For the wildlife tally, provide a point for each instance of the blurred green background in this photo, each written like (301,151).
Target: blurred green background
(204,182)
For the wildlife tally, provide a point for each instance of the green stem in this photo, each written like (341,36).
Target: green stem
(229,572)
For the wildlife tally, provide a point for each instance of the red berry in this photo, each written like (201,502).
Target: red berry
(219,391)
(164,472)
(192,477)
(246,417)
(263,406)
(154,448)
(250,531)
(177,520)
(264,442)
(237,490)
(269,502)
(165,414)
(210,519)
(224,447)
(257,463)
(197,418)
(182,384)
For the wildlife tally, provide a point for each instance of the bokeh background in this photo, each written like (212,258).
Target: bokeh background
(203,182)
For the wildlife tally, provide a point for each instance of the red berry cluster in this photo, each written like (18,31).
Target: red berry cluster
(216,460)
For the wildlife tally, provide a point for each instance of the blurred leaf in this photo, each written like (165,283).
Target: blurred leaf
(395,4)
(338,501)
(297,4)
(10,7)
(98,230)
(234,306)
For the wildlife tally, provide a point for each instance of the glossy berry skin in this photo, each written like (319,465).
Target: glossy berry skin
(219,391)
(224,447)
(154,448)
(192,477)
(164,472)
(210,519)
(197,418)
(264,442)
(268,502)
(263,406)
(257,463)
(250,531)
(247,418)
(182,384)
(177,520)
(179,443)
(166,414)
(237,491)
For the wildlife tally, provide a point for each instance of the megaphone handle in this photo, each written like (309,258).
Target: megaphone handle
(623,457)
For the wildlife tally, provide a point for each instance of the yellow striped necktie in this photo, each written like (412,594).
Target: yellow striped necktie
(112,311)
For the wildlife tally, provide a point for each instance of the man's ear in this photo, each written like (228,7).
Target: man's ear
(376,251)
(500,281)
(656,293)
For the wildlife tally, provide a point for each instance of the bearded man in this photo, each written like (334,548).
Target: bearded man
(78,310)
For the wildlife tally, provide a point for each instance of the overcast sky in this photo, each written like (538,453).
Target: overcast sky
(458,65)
═══
**Your instructions**
Transcribe the material exactly as it reads.

**Output of the task**
For the wildlife tally, provide a point for each instance of the blurred green background in this photo, each written like (301,151).
Target: blurred green background
(204,182)
For the wildlife tally, provide a point for each instance of the green stem in this photo, each written like (341,36).
Target: green stem
(229,572)
For the wildlife tally, provide a point for each instance of the red berry in this photo, each written like (201,502).
Target: red berry
(219,391)
(164,472)
(192,477)
(246,417)
(263,406)
(154,448)
(250,531)
(177,520)
(264,442)
(237,490)
(269,502)
(165,414)
(210,519)
(224,447)
(257,463)
(197,418)
(182,384)
For the wildlife tally, provide a point for each instance of the bokeh background in this photo, each written like (212,258).
Target: bokeh background
(203,182)
For the wildlife tally, provide a point for each instance of the red berry cluster in this photo, each written like (18,31).
Target: red berry cluster
(216,460)
For the wildlife tally, provide a point for each instance of the blurred leaf in this photo, each written like (165,283).
Target: blurred leaf
(395,4)
(338,501)
(297,4)
(10,7)
(98,230)
(234,306)
For the wildlife tally, provide a point for each instance of the glossy berry skin in this photo, each written like (319,465).
Target: glossy berry skin
(219,391)
(224,447)
(154,448)
(192,477)
(164,472)
(210,519)
(197,418)
(264,442)
(268,502)
(263,406)
(257,463)
(250,531)
(247,418)
(182,384)
(177,520)
(179,443)
(166,414)
(237,491)
For the wildlife tally, provide a point for each instance of the megaphone handle in this photo, each written like (309,258).
Target: megaphone handle
(623,457)
For the wildlife tally, provide a point for each instance of the yellow striped necktie in this photo, each written like (412,594).
Target: yellow striped necktie
(112,311)
For the wildlife tally, provide a point for each instance of the man's ear in this photo, each written like (228,7).
Target: man's ear
(376,251)
(500,281)
(656,293)
For the wildlife tally, provide a point for each instance of the bearded man in this photo, each written like (334,548).
Target: bearded man
(78,310)
For the wildlife tally, provide a point for each instance of the overcast sky in this photo, each written like (538,453).
Target: overcast sky
(458,65)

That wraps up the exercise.